● Extracted entries:

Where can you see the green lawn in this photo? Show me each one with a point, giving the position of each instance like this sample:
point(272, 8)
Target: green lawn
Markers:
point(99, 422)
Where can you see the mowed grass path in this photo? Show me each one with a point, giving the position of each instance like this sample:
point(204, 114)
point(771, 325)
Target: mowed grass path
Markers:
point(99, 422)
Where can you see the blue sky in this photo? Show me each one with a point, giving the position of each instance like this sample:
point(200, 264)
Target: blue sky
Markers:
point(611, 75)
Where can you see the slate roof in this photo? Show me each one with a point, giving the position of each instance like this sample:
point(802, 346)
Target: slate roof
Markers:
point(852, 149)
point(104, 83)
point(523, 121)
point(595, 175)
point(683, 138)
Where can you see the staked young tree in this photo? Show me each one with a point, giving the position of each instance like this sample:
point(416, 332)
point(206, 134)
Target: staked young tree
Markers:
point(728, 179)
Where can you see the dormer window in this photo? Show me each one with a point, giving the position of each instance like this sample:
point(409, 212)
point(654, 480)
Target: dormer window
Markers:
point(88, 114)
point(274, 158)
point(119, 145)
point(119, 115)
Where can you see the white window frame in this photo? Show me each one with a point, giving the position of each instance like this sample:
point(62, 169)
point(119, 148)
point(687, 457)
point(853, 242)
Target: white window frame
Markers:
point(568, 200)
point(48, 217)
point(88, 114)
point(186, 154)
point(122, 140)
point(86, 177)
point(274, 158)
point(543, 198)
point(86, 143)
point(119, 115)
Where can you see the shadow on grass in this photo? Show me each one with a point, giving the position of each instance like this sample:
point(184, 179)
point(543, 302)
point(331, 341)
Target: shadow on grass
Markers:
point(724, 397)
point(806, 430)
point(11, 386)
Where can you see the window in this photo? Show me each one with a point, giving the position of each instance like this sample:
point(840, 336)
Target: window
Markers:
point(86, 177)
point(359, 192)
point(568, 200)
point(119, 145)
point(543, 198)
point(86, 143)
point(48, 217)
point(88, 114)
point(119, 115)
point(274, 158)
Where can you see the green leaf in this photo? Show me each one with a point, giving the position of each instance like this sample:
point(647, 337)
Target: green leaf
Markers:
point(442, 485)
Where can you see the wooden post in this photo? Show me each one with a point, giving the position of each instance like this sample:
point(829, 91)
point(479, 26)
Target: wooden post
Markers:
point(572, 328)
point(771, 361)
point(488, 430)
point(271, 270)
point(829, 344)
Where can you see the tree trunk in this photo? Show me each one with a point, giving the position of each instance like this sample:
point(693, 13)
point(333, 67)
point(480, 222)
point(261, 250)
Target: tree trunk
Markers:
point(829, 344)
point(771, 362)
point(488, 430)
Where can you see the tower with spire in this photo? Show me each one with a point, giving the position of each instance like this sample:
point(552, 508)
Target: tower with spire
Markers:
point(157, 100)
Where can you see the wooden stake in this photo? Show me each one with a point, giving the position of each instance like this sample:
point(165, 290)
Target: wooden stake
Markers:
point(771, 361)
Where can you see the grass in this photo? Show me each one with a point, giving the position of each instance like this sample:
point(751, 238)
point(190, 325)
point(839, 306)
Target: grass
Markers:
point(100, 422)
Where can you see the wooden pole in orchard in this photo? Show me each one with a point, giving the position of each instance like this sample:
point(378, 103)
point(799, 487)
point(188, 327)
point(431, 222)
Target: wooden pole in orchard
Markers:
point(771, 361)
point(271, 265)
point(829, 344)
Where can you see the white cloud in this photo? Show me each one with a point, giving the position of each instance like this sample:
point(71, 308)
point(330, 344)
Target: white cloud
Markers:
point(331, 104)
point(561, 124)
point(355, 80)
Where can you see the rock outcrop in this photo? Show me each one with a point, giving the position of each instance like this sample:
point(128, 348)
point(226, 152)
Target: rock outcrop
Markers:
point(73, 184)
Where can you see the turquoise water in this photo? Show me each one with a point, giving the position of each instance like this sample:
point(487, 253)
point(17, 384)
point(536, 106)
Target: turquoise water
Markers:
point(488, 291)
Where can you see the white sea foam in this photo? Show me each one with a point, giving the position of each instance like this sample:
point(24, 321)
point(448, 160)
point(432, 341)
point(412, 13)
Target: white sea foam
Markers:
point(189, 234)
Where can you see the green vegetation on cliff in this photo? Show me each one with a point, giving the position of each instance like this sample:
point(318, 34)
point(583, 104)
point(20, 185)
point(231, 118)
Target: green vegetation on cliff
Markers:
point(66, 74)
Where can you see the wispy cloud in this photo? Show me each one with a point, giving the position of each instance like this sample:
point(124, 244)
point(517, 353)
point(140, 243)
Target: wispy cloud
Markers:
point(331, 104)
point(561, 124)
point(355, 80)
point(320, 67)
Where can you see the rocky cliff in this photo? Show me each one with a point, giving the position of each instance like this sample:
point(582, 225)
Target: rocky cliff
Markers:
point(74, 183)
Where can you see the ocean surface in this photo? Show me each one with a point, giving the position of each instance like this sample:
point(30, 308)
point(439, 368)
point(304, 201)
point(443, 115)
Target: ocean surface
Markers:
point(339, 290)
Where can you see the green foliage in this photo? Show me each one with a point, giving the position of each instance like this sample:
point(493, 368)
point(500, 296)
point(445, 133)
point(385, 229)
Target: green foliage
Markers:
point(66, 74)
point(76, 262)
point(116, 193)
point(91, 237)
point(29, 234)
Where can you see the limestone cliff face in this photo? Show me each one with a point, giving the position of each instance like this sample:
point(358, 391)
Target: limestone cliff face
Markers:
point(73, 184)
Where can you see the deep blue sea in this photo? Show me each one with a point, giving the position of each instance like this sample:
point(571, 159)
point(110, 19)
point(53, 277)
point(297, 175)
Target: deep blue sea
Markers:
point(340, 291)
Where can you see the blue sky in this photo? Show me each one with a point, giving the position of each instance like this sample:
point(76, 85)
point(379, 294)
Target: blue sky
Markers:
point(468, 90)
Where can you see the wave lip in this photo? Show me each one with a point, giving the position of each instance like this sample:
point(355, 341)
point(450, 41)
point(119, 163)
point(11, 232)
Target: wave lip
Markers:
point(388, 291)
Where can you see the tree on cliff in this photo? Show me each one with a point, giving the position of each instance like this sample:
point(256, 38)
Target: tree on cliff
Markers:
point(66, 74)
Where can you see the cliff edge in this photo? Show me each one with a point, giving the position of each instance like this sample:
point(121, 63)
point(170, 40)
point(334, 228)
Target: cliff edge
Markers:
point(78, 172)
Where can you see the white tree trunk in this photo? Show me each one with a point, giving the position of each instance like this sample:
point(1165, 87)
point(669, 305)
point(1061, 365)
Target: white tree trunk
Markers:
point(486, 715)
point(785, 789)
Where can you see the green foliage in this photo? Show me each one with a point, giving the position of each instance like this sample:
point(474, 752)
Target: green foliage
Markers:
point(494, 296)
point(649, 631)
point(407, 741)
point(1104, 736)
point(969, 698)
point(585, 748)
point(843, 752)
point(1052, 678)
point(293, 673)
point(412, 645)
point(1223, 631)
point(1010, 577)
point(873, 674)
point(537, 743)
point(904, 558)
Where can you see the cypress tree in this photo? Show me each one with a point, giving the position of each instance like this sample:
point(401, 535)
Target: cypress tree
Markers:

● Exercise: Give again only the lines starting at the one that contains "Where can you see the cliff" and running to the end of the data.

● Reply:
Where can you see the cliff edge in this photo? Show me each one with a point, giving the position of each instance like this sample:
point(121, 63)
point(170, 40)
point(334, 228)
Target: cliff edge
Markers:
point(78, 172)
Where can you see the white tree trunk in this photo? Show me each one with a point, giving the position of each instance like this sample:
point(1165, 87)
point(669, 305)
point(1061, 365)
Target: white tree trunk
Markers:
point(486, 715)
point(785, 789)
Where can you see the green foliage in this photo? Show me each one with a point, giving the position of each instance like this sample:
point(474, 752)
Target: green foliage
Markers:
point(494, 296)
point(649, 631)
point(407, 741)
point(1104, 736)
point(969, 698)
point(585, 748)
point(843, 752)
point(1052, 678)
point(293, 673)
point(412, 645)
point(1223, 631)
point(1010, 577)
point(873, 674)
point(537, 743)
point(904, 558)
Where can you see the cypress tree in this photo? Show me each one with a point, giving the position of each instance like this sample:
point(401, 535)
Target: cypress tree
Markers:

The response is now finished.